Task requirements: Could you retype every record below exactly as it appears?

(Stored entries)
========================

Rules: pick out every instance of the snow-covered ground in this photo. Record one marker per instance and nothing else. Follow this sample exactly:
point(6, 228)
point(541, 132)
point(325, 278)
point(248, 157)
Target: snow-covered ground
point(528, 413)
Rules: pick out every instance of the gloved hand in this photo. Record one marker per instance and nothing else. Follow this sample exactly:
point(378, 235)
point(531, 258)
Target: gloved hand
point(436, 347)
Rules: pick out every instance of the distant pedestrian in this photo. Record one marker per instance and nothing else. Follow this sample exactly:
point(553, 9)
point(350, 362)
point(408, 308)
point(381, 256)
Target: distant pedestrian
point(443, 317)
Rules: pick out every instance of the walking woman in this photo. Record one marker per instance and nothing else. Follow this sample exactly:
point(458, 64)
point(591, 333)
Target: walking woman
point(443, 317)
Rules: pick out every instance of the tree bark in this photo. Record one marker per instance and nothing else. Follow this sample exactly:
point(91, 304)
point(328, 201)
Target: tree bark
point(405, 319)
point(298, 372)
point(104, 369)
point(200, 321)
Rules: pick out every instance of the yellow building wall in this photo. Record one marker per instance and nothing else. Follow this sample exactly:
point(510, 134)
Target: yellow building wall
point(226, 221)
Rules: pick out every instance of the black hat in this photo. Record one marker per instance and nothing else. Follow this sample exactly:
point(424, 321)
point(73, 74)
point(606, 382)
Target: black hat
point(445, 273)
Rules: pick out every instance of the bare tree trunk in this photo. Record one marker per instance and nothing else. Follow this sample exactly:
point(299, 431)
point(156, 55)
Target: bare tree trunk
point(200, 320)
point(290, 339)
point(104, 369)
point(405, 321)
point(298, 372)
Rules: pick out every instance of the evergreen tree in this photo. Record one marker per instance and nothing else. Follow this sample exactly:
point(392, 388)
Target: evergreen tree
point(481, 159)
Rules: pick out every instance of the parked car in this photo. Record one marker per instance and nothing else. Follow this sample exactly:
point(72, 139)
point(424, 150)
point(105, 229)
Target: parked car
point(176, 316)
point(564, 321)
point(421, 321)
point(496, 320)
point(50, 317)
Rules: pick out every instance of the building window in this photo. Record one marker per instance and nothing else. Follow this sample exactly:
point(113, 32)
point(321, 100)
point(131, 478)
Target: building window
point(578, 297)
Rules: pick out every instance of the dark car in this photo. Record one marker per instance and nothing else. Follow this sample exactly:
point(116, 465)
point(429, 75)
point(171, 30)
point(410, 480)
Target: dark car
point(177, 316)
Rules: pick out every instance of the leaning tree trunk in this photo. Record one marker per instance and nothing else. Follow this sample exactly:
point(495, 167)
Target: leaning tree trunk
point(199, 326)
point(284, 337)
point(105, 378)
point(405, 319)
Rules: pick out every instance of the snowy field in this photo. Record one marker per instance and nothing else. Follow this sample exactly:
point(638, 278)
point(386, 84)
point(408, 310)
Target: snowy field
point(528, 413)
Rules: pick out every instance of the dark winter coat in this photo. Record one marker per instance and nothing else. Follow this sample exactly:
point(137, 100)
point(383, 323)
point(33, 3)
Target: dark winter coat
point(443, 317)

========================

Response area:
Rules: pick out every instance of the snow-covered ground in this photo. Record one marker per instance and nothing else. Follow this sample exactly:
point(6, 228)
point(541, 132)
point(325, 278)
point(248, 157)
Target: snow-covered ground
point(528, 413)
Rules: pick out every instance of the gloved hand in this photo. Record one marker per instance and nothing else. Follow this sample exactly:
point(378, 235)
point(531, 258)
Target: gloved hand
point(436, 347)
Rules: pick out every instance of the distant pedestrian in this photo. Record one marker per instance and nothing else. Follow this sample exactly:
point(553, 9)
point(350, 362)
point(408, 308)
point(381, 256)
Target: distant pedestrian
point(443, 317)
Rules: pick out every instance of the walking woman in this photo. Record one marker per instance and nothing else. Follow this sample exactly:
point(458, 64)
point(591, 333)
Target: walking woman
point(443, 317)
Rules: pick out every instance of the tree bark in this photo. Record one marker per instance and nothing else. Follow this sample exactly:
point(91, 304)
point(328, 201)
Target: tree bark
point(405, 319)
point(298, 372)
point(104, 369)
point(200, 321)
Rules: pick out every instance of the yellow building wall in this photo. Record one marker per instance and nothing else. Follow this sample exactly:
point(510, 134)
Target: yellow building wall
point(226, 221)
Rules: pick out every instance of the black hat in this photo. Record one marker per instance and nothing else. Follow this sample exactly:
point(424, 321)
point(73, 74)
point(606, 382)
Target: black hat
point(445, 273)
Rules: pick out every instance of the bare tree trunk in this photo. Record one marker per instance and nothing else. Follow this sample exactly:
point(299, 431)
point(156, 55)
Target: bare tree trunk
point(200, 320)
point(290, 339)
point(104, 369)
point(405, 321)
point(298, 372)
Rules: pick out every instance of the evergreen tree in this photo. Record one marker per instance and nothing else. Follow this sample exactly:
point(392, 388)
Target: evergreen tree
point(481, 159)
Rules: pick out every instance of the parked car in this photo. Record one marker per instance and nothing else. Follow this sample exactly:
point(72, 139)
point(424, 150)
point(105, 229)
Target: parked car
point(176, 316)
point(564, 321)
point(421, 321)
point(496, 320)
point(50, 317)
Rules: pick out every instance of the building window in this photo. Record one marker per instance and nothing else. Follow this sample exactly:
point(113, 32)
point(321, 100)
point(131, 478)
Target: building window
point(578, 297)
Rules: pick out every instance of the dark car in this photo. Record one marker per instance and nothing else. Follow this sample exactly:
point(116, 465)
point(429, 75)
point(171, 30)
point(410, 480)
Target: dark car
point(177, 316)
Rules: pick out every instance of the leaning tree trunk in this photo. Record one marker per instance and nothing else. Follow this sample exactly:
point(495, 167)
Target: leaning tree trunk
point(199, 326)
point(284, 337)
point(105, 378)
point(405, 319)
Rules: pick out every instance of the snowy field in this photo. Record one marker per instance and nothing else. Follow this sample exactly:
point(638, 278)
point(386, 84)
point(408, 310)
Target: snowy field
point(528, 413)
Rules: pick out every instance of the dark winter coat in this photo. Record one marker per instance and nothing else. Follow this sample exactly:
point(137, 100)
point(383, 323)
point(33, 3)
Target: dark winter coat
point(443, 317)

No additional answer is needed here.